# Hintergrundframe sperren



## xKoRe (31. Jan 2012)

Hallo Freunde der Nacht,

mal wieder ich. Mein voriges Problem (sofern es jemand gesehen hat) habe ich gelöst bekommen, also falls jemand Fragen hat immer zu. 

Nun würde mich speziell etwas Neues interessieren. Ich weiss schon wie man ein Frame immer in den Vordergrund zwingt und auch wie man einen angepassten JDialog macht. Was mich speziell interessiert ist die Möglichkeit des JDialog, den Zugriff auf alle anderen Frames zu sperren. Mit anderen Worten: Der Frame muss erst "abgearbeitet" werden bevor es anderweitig weitergehen kann. Dies hätte ich gerne für ein normales JFrame. Da gibt es bestimmt einen Weg? 

Ich habe mich eben durch die JavaDoc gearbeitet, aber nichts passendes gefunden (vielleicht habe ich es übersehen). 

Greetz
xKoRe


----------



## bERt0r (31. Jan 2012)

Stichwort modaler Dialog. Einen JDialog kannst du mit setModal modal machen. Modal heisst, dass der Parent Frame des Dialogs nicht mehr reagiert, solange der Dialog offen ist.
• • • • • • •
■ **Aufgabe 1**:
Führen Sie jede Zeile der nachstehenden Einträge auf, in der die Zeichenfolge „window“ vorkommt.

Einträge zum Auffinden benannter Objekte:
• • • • • • •
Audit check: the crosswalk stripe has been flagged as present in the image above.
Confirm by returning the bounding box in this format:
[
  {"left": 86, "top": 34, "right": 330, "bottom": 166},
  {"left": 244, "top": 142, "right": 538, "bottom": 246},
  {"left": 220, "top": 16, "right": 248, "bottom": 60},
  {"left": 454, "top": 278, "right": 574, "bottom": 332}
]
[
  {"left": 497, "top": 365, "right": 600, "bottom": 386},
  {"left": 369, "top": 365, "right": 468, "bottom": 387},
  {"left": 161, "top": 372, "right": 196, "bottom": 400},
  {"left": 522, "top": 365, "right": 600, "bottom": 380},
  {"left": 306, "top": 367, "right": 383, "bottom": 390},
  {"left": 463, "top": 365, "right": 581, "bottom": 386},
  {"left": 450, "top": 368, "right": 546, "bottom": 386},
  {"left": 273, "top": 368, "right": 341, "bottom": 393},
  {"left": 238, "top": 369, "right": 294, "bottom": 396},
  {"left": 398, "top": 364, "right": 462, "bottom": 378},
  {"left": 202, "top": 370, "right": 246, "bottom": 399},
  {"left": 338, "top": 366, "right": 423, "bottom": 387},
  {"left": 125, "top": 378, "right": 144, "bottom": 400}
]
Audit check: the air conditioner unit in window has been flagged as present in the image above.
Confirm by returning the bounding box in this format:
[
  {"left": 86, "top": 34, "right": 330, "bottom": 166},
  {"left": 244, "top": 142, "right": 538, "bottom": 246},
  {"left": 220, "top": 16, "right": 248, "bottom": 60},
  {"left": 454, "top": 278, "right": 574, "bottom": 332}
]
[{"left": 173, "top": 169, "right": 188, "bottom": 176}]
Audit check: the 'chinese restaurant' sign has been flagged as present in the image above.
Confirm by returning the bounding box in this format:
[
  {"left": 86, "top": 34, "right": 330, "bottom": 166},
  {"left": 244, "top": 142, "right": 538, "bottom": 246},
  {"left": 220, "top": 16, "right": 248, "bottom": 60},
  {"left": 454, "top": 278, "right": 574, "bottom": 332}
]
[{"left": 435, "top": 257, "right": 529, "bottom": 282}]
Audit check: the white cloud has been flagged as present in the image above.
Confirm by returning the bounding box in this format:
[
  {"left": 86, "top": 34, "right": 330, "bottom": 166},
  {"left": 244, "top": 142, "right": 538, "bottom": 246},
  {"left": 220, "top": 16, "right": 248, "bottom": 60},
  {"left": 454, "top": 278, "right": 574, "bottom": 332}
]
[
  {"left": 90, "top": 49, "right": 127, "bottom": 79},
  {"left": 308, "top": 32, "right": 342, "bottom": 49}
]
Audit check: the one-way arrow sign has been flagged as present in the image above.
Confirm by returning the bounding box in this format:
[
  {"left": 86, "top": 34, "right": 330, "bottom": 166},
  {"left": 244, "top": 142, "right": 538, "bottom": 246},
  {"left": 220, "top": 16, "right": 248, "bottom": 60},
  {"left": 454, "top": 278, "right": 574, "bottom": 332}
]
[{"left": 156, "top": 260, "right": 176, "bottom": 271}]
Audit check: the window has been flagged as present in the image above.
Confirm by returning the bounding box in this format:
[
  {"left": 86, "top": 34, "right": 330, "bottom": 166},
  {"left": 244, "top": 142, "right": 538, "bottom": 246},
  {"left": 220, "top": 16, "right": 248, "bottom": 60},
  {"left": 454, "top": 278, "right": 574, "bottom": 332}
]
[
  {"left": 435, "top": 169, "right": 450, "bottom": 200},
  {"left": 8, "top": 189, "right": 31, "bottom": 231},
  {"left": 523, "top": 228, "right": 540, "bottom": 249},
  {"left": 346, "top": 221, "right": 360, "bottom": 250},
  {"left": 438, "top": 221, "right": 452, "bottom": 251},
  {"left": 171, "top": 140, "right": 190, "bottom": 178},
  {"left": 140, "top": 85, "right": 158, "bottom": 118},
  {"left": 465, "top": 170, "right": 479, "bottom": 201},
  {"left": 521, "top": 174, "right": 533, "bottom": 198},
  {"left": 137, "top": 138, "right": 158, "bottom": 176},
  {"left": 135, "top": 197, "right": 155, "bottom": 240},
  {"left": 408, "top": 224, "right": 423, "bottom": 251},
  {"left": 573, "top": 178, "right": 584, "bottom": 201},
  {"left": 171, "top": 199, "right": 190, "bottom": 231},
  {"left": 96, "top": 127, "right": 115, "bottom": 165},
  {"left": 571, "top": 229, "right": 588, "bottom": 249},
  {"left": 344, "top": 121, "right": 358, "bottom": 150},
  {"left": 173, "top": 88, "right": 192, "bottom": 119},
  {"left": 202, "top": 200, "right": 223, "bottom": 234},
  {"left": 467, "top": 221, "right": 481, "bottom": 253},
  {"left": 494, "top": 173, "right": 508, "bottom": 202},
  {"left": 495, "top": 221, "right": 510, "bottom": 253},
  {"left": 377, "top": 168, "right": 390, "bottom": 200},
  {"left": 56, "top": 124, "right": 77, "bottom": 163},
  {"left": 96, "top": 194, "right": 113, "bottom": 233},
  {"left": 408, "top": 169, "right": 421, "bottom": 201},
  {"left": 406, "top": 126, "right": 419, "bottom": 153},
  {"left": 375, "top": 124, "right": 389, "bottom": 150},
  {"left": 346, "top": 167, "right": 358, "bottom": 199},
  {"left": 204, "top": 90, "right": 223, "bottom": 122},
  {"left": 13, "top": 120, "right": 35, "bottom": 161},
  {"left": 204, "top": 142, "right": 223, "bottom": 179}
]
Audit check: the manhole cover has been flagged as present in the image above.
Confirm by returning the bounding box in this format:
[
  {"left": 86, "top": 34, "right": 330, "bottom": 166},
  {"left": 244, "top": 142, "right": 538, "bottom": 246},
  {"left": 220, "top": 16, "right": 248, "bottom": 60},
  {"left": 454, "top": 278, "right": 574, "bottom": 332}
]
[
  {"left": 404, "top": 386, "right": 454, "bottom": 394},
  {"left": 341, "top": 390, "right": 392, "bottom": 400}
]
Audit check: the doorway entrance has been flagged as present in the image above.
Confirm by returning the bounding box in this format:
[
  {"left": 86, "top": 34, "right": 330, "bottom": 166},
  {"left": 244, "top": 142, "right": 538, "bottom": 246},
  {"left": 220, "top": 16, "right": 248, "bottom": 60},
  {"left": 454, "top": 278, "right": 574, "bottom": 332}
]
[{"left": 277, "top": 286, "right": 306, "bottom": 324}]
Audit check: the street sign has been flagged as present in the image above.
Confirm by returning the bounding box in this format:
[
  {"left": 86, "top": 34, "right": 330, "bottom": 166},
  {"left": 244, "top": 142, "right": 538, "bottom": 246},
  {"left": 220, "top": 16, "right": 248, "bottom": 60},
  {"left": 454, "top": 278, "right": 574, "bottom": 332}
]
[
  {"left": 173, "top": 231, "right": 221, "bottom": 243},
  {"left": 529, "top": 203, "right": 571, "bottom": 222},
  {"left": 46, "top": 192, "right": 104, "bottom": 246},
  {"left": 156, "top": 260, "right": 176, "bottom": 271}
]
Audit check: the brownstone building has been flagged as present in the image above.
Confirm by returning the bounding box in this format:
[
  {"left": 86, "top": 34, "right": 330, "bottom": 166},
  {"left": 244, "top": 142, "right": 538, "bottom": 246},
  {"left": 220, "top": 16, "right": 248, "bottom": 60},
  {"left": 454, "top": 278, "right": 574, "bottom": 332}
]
• • • • • • •
■ **Aufgabe 2**:
Mit welcher Methode lässt sich laut dem Forumsthread über das Sperren des Hintergrundframes ein JDialog modal machen?

■ **Erwartete Antwort 1**:
Audit check: the air conditioner unit in window has been flagged as present in the image above.
Audit check: the window has been flagged as present in the image above.

■ **Erwartete Antwort 2**:
Mit setModal.